### READING PASSAGE

Defense budget may also have a bearing on fiscal deficit. An amount of Rs 146 billion has been allocated for defense in the budget 2002-03, which is Rs 15 billion more than the amount of Rs 131 billion allocated for defense in 2001-02. However, when compared to the actual expenses of Rs 151 billion under this head in 2001-02, this shows a decrease of Rs 5 billion. Keeping in view the regional and global politics and the prevailing tensions on the borders, with clear announcements by the Indian leadership that withdrawal is unlikely in the near future, it would be naive to think that a lesser amount on defense would suffice.

######
### DATA SHOWN

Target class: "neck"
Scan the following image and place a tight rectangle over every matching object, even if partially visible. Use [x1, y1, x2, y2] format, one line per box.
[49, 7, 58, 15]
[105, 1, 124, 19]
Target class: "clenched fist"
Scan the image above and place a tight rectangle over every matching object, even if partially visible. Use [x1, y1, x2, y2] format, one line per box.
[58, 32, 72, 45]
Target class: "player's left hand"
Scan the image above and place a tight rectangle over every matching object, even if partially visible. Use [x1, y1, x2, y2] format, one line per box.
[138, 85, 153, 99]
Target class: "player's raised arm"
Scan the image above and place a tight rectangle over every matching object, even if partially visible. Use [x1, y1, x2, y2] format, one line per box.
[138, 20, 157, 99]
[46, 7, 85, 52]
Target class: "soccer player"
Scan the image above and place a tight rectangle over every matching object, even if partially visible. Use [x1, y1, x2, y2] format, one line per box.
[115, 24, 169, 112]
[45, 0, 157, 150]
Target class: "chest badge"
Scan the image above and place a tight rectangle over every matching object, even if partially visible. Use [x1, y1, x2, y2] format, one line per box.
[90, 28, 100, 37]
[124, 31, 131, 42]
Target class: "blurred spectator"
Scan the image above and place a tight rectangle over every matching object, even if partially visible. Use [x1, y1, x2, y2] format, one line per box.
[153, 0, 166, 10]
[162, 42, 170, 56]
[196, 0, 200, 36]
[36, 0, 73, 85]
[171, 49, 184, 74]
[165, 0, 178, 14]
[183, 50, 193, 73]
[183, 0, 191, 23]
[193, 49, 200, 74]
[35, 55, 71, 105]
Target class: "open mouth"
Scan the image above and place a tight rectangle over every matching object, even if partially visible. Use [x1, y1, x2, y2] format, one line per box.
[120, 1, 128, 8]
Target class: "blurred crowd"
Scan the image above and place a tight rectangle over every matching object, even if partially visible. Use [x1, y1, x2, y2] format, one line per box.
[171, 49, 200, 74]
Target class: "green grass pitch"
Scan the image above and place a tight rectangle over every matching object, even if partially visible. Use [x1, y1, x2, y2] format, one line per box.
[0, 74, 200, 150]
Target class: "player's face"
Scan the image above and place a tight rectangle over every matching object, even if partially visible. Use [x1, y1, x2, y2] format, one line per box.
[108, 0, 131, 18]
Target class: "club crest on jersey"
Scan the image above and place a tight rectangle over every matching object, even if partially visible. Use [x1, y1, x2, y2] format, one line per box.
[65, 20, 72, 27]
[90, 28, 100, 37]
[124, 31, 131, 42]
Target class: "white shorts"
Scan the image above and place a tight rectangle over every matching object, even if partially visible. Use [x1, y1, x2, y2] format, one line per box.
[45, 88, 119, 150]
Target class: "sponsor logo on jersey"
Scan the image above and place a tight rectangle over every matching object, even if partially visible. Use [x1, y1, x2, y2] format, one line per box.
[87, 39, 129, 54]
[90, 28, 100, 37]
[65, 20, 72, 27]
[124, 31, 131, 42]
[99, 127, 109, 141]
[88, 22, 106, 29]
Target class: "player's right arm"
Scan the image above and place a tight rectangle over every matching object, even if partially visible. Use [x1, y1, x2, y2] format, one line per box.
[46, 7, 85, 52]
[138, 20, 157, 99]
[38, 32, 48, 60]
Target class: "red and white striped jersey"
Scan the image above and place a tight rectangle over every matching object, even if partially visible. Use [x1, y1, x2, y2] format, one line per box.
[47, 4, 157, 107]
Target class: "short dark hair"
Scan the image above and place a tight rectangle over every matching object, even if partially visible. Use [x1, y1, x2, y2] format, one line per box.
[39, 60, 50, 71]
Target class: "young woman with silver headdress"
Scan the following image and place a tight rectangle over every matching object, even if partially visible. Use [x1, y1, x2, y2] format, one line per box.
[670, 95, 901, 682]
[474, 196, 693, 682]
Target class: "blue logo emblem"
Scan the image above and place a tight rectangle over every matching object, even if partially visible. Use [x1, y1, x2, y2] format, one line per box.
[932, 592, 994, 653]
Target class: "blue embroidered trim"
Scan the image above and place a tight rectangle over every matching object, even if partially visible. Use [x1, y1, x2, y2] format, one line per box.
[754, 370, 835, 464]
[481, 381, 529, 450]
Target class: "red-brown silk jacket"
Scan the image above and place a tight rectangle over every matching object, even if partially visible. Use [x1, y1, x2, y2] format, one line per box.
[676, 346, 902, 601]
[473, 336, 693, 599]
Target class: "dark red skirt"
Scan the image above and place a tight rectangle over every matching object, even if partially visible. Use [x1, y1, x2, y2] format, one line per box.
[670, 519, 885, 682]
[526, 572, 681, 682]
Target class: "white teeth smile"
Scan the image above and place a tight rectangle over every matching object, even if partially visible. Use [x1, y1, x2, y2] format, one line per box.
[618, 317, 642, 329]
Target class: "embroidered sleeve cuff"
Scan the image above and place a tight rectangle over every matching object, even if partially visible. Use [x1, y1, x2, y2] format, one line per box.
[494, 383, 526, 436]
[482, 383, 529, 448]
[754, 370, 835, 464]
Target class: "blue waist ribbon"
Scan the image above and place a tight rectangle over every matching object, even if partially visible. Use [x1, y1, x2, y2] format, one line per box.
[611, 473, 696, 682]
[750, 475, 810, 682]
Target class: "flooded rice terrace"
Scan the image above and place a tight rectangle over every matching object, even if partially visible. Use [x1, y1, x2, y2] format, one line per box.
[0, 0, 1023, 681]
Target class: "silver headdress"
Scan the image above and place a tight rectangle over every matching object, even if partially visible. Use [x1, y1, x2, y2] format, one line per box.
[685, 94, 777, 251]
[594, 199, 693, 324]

######

- [WHAT TO DO]:
**1.** Reproduce the defense budget passage word for word, in full.
**2.** Rename "tight rectangle" as "close-fitting box" in the records, covering everything from the top of the records down to the line containing "[138, 85, 153, 99]", and return only those lines with nothing else altered.

- [EXPECTED OUTPUTS]:
**1.**
Defense budget may also have a bearing on fiscal deficit. An amount of Rs 146 billion has been allocated for defense in the budget 2002-03, which is Rs 15 billion more than the amount of Rs 131 billion allocated for defense in 2001-02. However, when compared to the actual expenses of Rs 151 billion under this head in 2001-02, this shows a decrease of Rs 5 billion. Keeping in view the regional and global politics and the prevailing tensions on the borders, with clear announcements by the Indian leadership that withdrawal is unlikely in the near future, it would be naive to think that a lesser amount on defense would suffice.

**2.**
Target class: "neck"
Scan the following image and place a close-fitting box over every matching object, even if partially visible. Use [x1, y1, x2, y2] format, one line per box.
[49, 7, 58, 15]
[105, 1, 124, 19]
Target class: "clenched fist"
Scan the image above and place a close-fitting box over every matching object, even if partially visible. Use [x1, y1, x2, y2] format, one line per box.
[58, 32, 72, 45]
Target class: "player's left hand"
Scan the image above and place a close-fitting box over every matching object, even if partially visible. Use [x1, y1, x2, y2] format, one line per box.
[138, 85, 153, 99]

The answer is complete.